● Exercise
I'd like the full listing transcribed exactly, with no images included.

● Data for review
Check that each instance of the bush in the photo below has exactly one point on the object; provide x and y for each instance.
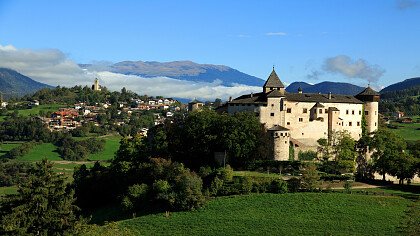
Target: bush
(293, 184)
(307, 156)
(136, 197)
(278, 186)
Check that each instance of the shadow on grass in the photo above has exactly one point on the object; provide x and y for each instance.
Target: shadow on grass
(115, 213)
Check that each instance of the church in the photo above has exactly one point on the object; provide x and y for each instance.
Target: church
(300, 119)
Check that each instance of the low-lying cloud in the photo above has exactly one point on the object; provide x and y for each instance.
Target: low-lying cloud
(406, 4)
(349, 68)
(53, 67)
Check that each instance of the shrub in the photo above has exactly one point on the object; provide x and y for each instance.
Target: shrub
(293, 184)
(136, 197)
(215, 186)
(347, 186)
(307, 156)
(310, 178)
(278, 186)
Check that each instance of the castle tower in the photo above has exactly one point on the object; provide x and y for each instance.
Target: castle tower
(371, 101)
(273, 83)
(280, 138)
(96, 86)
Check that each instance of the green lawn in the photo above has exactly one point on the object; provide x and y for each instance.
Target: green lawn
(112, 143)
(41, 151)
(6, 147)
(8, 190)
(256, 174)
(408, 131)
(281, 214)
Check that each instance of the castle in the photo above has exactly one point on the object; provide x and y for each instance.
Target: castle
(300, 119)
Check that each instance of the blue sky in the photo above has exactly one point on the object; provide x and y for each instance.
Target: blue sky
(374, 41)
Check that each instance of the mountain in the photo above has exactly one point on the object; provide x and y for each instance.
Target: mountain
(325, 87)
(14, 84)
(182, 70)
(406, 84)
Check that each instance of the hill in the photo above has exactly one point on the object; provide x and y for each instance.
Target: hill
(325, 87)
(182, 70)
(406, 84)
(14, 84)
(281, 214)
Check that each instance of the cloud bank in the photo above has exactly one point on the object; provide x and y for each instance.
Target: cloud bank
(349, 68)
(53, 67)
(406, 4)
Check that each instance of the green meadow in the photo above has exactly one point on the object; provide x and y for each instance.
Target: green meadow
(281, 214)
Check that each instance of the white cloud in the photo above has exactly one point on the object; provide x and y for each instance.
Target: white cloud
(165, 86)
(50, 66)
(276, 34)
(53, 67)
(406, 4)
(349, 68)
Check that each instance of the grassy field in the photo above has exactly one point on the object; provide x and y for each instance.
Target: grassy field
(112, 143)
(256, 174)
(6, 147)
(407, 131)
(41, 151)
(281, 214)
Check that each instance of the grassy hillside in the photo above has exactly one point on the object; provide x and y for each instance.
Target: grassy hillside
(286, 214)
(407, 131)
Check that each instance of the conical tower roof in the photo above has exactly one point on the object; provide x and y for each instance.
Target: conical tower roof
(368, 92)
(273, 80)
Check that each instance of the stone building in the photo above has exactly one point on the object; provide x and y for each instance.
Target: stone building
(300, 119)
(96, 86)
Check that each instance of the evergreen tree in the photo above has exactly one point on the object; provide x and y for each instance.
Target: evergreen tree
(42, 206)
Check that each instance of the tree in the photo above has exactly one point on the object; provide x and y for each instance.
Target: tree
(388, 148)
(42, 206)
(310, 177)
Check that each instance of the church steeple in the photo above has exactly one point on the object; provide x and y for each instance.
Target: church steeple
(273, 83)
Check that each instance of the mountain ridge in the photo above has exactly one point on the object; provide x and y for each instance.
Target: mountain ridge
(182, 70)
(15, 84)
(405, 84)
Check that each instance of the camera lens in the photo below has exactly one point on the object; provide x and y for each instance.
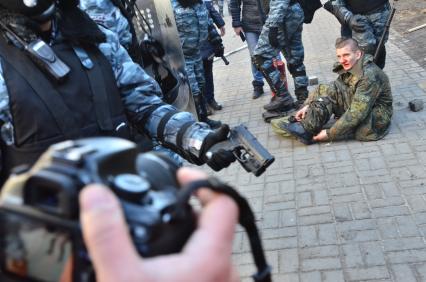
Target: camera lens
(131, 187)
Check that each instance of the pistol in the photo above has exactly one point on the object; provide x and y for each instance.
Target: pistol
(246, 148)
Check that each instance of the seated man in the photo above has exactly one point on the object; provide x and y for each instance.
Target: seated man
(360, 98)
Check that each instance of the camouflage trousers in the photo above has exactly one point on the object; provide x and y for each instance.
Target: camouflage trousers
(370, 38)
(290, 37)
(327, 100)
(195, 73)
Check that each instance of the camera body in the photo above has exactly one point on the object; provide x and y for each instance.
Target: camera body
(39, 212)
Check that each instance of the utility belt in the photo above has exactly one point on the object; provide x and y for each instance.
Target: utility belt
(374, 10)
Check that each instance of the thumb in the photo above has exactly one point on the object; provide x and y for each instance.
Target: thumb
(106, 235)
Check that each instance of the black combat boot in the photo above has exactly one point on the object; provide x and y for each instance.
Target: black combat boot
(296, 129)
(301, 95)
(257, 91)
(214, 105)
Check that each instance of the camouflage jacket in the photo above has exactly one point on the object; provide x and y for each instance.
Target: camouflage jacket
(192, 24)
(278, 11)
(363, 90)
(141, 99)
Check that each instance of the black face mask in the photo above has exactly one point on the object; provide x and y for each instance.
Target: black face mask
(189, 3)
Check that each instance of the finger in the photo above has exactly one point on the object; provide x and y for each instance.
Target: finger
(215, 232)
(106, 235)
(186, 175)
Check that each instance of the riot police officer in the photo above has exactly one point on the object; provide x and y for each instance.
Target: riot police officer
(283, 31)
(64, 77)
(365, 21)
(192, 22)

● Answer space
Check that each instance of the bush in the photo below has exactly one point on the object; provide x and y for each instance.
Target: bush
(293, 184)
(307, 156)
(136, 197)
(278, 186)
Check that each instance of the shadow on grass in the photo above has exactly one point on the object; provide x and y for each instance.
Target: shadow on grass
(115, 213)
Check that each instance of the church in the photo above has exactly one point on the object; provide x and y for each instance.
Target: church
(300, 119)
Check that each instance of the low-lying cloud in the photo above has exactly one point on the object; provide x and y for each instance.
Target: low-lying cloud
(406, 4)
(349, 68)
(53, 67)
Check that each instance of the shrub in the photo above has exactly one point on the object; provide x and y for each instance.
Target: shrub
(293, 184)
(136, 197)
(215, 186)
(347, 186)
(307, 156)
(310, 178)
(278, 186)
Check that each instance of the castle tower in the photo above has exactly one point on the object; provide x and y for each instance.
Target: castle tower
(371, 101)
(273, 83)
(280, 138)
(96, 86)
Check that each instance of the green lawn in the photo above has exactly one point on the object; provide x and y for each instance.
Target: green lawn
(112, 143)
(41, 151)
(6, 147)
(8, 190)
(256, 174)
(408, 131)
(281, 214)
Check that each instance of the castle in the photo above has exactly one point on the object; provide x and y for each instance.
Target: castle
(300, 119)
Check that each instance of the blue sky in the photo above has exactly one point on the object; provide x and y for each instance.
Target: blue sky
(374, 41)
Check that each instance of the mountain in the photo above has exactly one point on the object; provide x and y for each instance.
Target: mountain
(325, 87)
(14, 84)
(182, 70)
(406, 84)
Check that each instance of the hill in the photo above has exactly one point on the object; provide x and y for each instance.
Target: hill
(325, 87)
(182, 70)
(406, 84)
(14, 84)
(281, 214)
Check that each instance of the cloud bank in the photo above has exactly one point on the object; provide x and y for each instance.
Target: cloud bank
(349, 68)
(53, 67)
(406, 4)
Check that each instance of the green meadow in the photo above has exactly one point on the object; provide x and y for each instance.
Target: green meadow
(281, 214)
Check that each instance of the white cloud in the photo above has exactly one point on the object; provide x and y for each instance.
Target: white cloud
(165, 86)
(50, 66)
(276, 34)
(53, 67)
(406, 4)
(349, 68)
Check that each instance of the grassy field in the photo above has exactly one point on the object; provide x and y for each instance.
Target: grassy field
(112, 143)
(256, 174)
(6, 147)
(407, 131)
(41, 151)
(281, 214)
Check that each instance of the grassy hillside in the photo above has exactly one point on the object; provide x and y for each instance.
Target: grassy hillside
(286, 214)
(407, 131)
Check that each instance of the conical tower roof in the photo above has exactly one point on the object; provide x and y for each instance.
Target: conical tower roof
(368, 92)
(273, 80)
Check that each instance of the stone building in the photo above has exactly one point on the object; provide x and y for each instance.
Target: stone building
(300, 119)
(96, 86)
Check that each instance of the evergreen tree in the photo above has exactly one point on the object; provide x and y for each instance.
Target: evergreen tree
(42, 206)
Check that each instance of the tree in the photo above has exactly one point on the object; provide x and y for each instance.
Target: tree
(388, 148)
(42, 206)
(310, 177)
Check that each instance of the church steeple in the photo above has exactly one point on the object; provide x and y for each instance.
Target: church steeple
(273, 83)
Check that each instance of the mountain ridge in the photo above has exactly one point on the object; provide x and y for each instance.
Target: mountain ridge
(182, 70)
(15, 84)
(405, 84)
Check that each instance of the camera lens in the photo below has exactly one point on the object; provide x and y for each instance.
Target: camera lens
(131, 187)
Check that each instance of the pistol in the photo above has exactly one point on the object; provide x and y for each instance.
Target: pistol
(246, 148)
Check that each instance of the seated man in the photo above has exactly one point on the object; provide x and y for each instance.
Target: seated man
(360, 98)
Check that each instance of the camouflage trousers in the photo above has exactly one point on the object; provide x and y for each instance.
Target: camouflage trousers
(370, 38)
(290, 37)
(327, 100)
(195, 73)
Check that each instance of the camera body in the photo above has exactly one point on the object; provide x and y for each instance.
Target: camera body
(39, 212)
Check that each instance of the utility belt in the photo above has exactly one point on the object; provide x and y for each instance.
Target: utility belt
(374, 10)
Check that each instance of the thumb in the photo above has exactly one point on the object; provide x and y for each instance.
Target: thumb
(106, 235)
Check that each instance of the black combat boot in the photo above has exactly one point on the object; provide x and y for each instance.
Target: black combat boot
(296, 129)
(301, 95)
(257, 91)
(214, 105)
Check that each instance of the camouflage jacket in the photo above has exactly one point on the object; provide x and y for each instance.
Target: camouflage jacket
(192, 24)
(278, 11)
(363, 90)
(141, 99)
Check that each instance of the black face mask in the photo above has exactly one point on the object; provide x and y for each instance.
Target: black face mask
(189, 3)
Check that each instance of the finger in the photo above has exactly one point on the object; provide x and y for each instance.
Target: finger
(215, 232)
(106, 235)
(186, 175)
Check that each instance of the riot police officer in the photo above has exactly one point on the object; provide x and y for each instance.
Target: riot police officer
(283, 31)
(64, 77)
(365, 21)
(192, 22)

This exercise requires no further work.